[Stored items]

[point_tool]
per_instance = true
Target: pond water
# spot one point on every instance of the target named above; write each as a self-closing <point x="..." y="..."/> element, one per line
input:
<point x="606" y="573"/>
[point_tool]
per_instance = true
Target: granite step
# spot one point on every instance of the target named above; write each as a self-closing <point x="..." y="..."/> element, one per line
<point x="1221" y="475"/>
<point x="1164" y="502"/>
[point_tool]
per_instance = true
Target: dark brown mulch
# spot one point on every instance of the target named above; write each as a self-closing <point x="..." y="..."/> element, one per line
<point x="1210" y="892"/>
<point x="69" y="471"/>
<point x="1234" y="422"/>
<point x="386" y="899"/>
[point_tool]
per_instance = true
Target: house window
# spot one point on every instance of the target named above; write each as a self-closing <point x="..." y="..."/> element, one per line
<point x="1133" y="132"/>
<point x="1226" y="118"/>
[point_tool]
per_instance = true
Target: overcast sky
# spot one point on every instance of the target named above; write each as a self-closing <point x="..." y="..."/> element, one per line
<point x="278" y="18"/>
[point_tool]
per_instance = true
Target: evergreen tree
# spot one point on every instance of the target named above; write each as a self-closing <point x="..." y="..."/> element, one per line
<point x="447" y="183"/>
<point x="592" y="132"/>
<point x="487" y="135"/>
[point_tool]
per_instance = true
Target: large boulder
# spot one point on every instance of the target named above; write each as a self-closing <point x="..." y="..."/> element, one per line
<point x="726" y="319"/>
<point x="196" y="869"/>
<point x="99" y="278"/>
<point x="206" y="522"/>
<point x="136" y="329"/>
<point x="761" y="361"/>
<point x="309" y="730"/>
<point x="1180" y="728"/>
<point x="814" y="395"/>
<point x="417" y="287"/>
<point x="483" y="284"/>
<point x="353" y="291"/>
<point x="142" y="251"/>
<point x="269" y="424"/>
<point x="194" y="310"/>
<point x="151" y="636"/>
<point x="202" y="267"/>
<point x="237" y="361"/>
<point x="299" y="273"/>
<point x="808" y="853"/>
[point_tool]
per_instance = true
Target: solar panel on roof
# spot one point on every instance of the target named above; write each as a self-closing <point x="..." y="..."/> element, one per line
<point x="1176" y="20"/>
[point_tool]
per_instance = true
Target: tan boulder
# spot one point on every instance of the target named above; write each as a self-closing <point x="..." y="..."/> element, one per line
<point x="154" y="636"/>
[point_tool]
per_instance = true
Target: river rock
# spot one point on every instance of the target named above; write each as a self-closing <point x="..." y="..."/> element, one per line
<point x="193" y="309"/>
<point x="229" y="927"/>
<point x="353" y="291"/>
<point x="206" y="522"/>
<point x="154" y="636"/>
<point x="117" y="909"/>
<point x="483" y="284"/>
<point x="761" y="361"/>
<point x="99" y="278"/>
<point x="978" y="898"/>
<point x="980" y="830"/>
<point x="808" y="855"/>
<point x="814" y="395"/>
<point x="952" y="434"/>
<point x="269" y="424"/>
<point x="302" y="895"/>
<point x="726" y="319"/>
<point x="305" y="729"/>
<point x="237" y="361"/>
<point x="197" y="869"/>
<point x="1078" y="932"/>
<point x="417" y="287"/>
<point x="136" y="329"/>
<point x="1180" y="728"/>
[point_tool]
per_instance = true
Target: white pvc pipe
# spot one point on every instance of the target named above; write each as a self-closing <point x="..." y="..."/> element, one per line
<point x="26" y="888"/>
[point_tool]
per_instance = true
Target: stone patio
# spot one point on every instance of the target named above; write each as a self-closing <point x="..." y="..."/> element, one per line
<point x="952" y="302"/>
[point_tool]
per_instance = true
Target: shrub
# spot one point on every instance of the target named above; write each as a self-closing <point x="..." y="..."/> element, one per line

Your instructions.
From the records above, extract every line exactly as it stands.

Written solution.
[point_tool]
per_instance = true
Target: pond water
# spot one point on every instance of the target named above; write each as a self-closing <point x="..." y="..."/> element, one per line
input:
<point x="606" y="573"/>
[point_tool]
per_instance = true
Target: granite step
# spot one point on every instance of the target named above; write each as a self-closing <point x="..." y="..."/> element, one per line
<point x="1221" y="475"/>
<point x="1164" y="502"/>
[point_tool]
per_instance = true
Target: dark brown mulch
# spot one point on every instance of the target named above; write each as a self-closing <point x="..." y="..."/> element, one per line
<point x="1210" y="892"/>
<point x="69" y="471"/>
<point x="1234" y="422"/>
<point x="386" y="899"/>
[point_tool]
per_instance = true
Target: house window
# spot one point on every instance of the target named above; write each as a self-closing <point x="..." y="..."/> element, one per line
<point x="1133" y="132"/>
<point x="1226" y="118"/>
[point_tool]
per_instance = true
Target: overcast sky
# spot one point on every instance of the target named above; write each as a self-closing <point x="..." y="..."/> element, one per line
<point x="278" y="18"/>
[point_tool]
per_instance = true
Target: evergreen tree
# spot one point on every instance of the target named above; write each as a self-closing <point x="..." y="..."/> element, one per line
<point x="447" y="183"/>
<point x="592" y="132"/>
<point x="487" y="135"/>
[point_tool]
per_instance = true
Target: large boulder
# spot one point on every instance of the target named above; write each as a self-closing <point x="..." y="..."/> element, one per line
<point x="726" y="319"/>
<point x="196" y="869"/>
<point x="99" y="278"/>
<point x="206" y="522"/>
<point x="136" y="329"/>
<point x="761" y="361"/>
<point x="309" y="730"/>
<point x="1180" y="728"/>
<point x="814" y="395"/>
<point x="417" y="287"/>
<point x="483" y="284"/>
<point x="353" y="291"/>
<point x="142" y="251"/>
<point x="269" y="424"/>
<point x="194" y="310"/>
<point x="151" y="636"/>
<point x="202" y="267"/>
<point x="237" y="361"/>
<point x="299" y="273"/>
<point x="808" y="853"/>
[point_tool]
per_instance = true
Target: solar panel on roof
# spot one point on every instance of the target named above; write each as a self-closing <point x="..." y="..."/> element, one per line
<point x="1176" y="20"/>
[point_tool]
per_instance = true
Target: tan boulder
# spot one point on every instance of the target named above; write each as a self-closing <point x="..." y="..."/> element, one per line
<point x="154" y="636"/>
[point_tool]
per_instance = true
Target: river rock
# spot one point on every instance of the target named above; write each as a self-closing <point x="..." y="..."/> element, one per line
<point x="193" y="309"/>
<point x="229" y="927"/>
<point x="353" y="291"/>
<point x="206" y="522"/>
<point x="154" y="636"/>
<point x="117" y="909"/>
<point x="483" y="284"/>
<point x="761" y="361"/>
<point x="99" y="278"/>
<point x="978" y="898"/>
<point x="980" y="830"/>
<point x="808" y="855"/>
<point x="814" y="395"/>
<point x="952" y="434"/>
<point x="269" y="424"/>
<point x="302" y="895"/>
<point x="726" y="319"/>
<point x="305" y="729"/>
<point x="237" y="361"/>
<point x="197" y="869"/>
<point x="1078" y="932"/>
<point x="417" y="287"/>
<point x="136" y="329"/>
<point x="1180" y="728"/>
[point_tool]
per_instance = true
Target: white pvc pipe
# spot one point on every instance of the target named above; write each as a self-closing <point x="..." y="..."/> element, one per line
<point x="26" y="888"/>
[point_tool]
per_instance = true
Target: stone patio
# spot one point on every instance of the target named above; write each as a self-closing <point x="..." y="..."/> element, one per line
<point x="952" y="302"/>
[point_tool]
per_instance = true
Target: shrub
# spot one point on every instance of the target named above; write each as a self-closing <point x="..." y="..."/> element, one per line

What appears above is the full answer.